Exercise requirements:
Please copy all of the data below line for line, leaving out the pictures.

-- BEGIN Records to process --

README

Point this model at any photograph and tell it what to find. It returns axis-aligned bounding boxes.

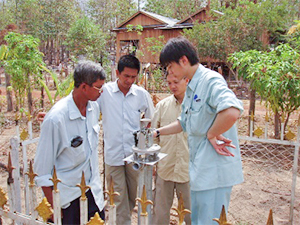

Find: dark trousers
[62,190,105,225]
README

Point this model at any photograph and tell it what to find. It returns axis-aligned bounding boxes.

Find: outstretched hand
[36,112,46,122]
[209,135,236,157]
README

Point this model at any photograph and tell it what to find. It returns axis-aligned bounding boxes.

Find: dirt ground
[0,87,300,225]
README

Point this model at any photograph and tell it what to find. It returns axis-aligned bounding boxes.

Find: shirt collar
[188,64,205,91]
[67,92,93,120]
[112,79,137,95]
[173,95,180,104]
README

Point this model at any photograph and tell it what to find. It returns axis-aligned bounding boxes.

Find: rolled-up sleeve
[34,120,59,187]
[209,78,244,115]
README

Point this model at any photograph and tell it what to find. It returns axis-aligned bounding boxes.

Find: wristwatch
[155,129,160,138]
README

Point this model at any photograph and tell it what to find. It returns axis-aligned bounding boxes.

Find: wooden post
[172,192,191,225]
[7,152,16,212]
[50,166,61,225]
[136,185,153,225]
[76,171,90,225]
[10,137,22,213]
[104,177,120,225]
[138,165,153,224]
[289,118,300,225]
[25,160,38,220]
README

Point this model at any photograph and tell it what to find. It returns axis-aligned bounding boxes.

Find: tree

-- END Records to process --

Solution to this task:
README

Point this model at any photograph and tell it what to find. It returns axis-aligned bounding boxes.


Find: dark trousers
[62,190,105,225]
README

Point this model at any photograph and tell it what to find. It returns axis-aligned bounding boxes.

Find: outstretched hand
[36,112,46,122]
[209,135,236,157]
README

Point this model at any photograph and tell it what to find. It returns axis-aligned bounding boxes.

Find: dirt ground
[0,87,300,225]
README

Point this model at any photograph and tell it what to find. It returns axis-aligned bounding boxes.

Find: shirt collar
[188,64,205,91]
[67,92,93,120]
[112,79,137,95]
[173,95,180,104]
README

Point this model at any photograph and tell it what to find. It returns axis-aligned bounding boxes.

Find: rolled-up sleeve
[34,120,59,187]
[209,78,244,115]
README

Point this model at any photograph and tell it what to find. It returns axis-aligned bounding boxes.

Find: wristwatch
[155,129,160,138]
README

Point this model at any photograph and tell it what to find. It returns axis-aligned bounding boxes.

Find: wooden post
[172,192,191,225]
[7,152,16,212]
[50,166,61,225]
[136,185,153,225]
[76,171,90,225]
[10,137,22,213]
[104,177,120,225]
[138,165,153,224]
[289,118,300,225]
[25,160,38,220]
README

Point this model at any photograph and tell it what to find. It returns axis-aligned bounding boxes.

Find: tree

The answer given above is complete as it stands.